**GIVEN PASSAGE:**

==*==

The Problem With Threads--Example: THERAC-25 Race Condition

The THERAC-25was a piece of medical equipment capable of generating either a high-strength electron beam through a target to generate X-Rays, or scanning a much weaker raw electron beam over the surface of a cancer patient. When you chose "Electron" mode, the software would begin this process:

Enter an 8-second magnet calibration cycle, and then
Remove the metal target used to generate X-Rays

When you chose "X-Ray" mode, the software would crank up the electron beam strength and insert the piece of metal used to generate X-Rays. If you chose "Electron" mode (starting the calibration cycle) and then within 8 seconds went back and chose "X-Ray" mode, the end of the Electron mode setup would remove the crucial piece of metal needed for X-Ray mode, but then send a high-strength electron beam directly into the patient. At least two people died as a direct result of this problem, and several more were permanently maimed.

The problem is just "simple" multithreaded locking--the two modes should have been exclusive, but because they were both running at the same time (directly from the keyboard interrupt) on the same machine they could interleave in a strange way. Allow me to be more clear:

MULTITHREAD BUGS HAVE KILLED PEOPLE.

==*==

**SUPPLIED INFORMATION:**
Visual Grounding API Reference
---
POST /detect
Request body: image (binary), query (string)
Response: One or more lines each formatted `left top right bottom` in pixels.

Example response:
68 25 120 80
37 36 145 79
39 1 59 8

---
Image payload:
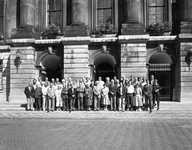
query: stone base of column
11 27 40 39
121 22 145 35
180 20 192 34
65 25 89 37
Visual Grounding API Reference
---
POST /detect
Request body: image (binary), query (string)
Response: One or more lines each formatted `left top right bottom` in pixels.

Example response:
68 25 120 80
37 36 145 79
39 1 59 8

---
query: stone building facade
0 0 192 103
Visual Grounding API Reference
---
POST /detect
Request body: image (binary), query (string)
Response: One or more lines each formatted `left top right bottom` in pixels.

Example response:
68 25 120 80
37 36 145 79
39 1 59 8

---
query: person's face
151 76 154 80
111 80 114 84
33 79 37 83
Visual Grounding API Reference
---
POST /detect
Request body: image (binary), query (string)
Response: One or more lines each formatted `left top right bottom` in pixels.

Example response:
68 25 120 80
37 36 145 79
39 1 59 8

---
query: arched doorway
94 53 116 81
149 52 174 101
41 54 62 81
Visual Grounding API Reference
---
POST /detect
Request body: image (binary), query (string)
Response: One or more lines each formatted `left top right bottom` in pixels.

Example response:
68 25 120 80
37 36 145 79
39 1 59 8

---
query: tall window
47 0 63 28
148 0 167 24
0 59 3 91
97 0 113 25
0 0 4 34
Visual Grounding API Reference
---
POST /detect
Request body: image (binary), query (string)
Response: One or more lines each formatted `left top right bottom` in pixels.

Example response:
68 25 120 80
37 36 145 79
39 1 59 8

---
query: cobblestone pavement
0 111 192 150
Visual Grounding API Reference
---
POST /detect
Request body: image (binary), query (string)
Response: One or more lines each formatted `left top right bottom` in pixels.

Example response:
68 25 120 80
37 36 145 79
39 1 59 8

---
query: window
0 59 3 90
97 0 113 25
148 0 167 24
47 0 63 28
91 0 118 31
0 0 4 34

==*==

**GOAL OF THE EXERCISE:** In the Therac-25 passage, how long is the magnet calibration cycle that starts when "Electron" mode is chosen? The rows come from a separate source, not from the text.

**EXPECTED ANSWER:** 8 seconds.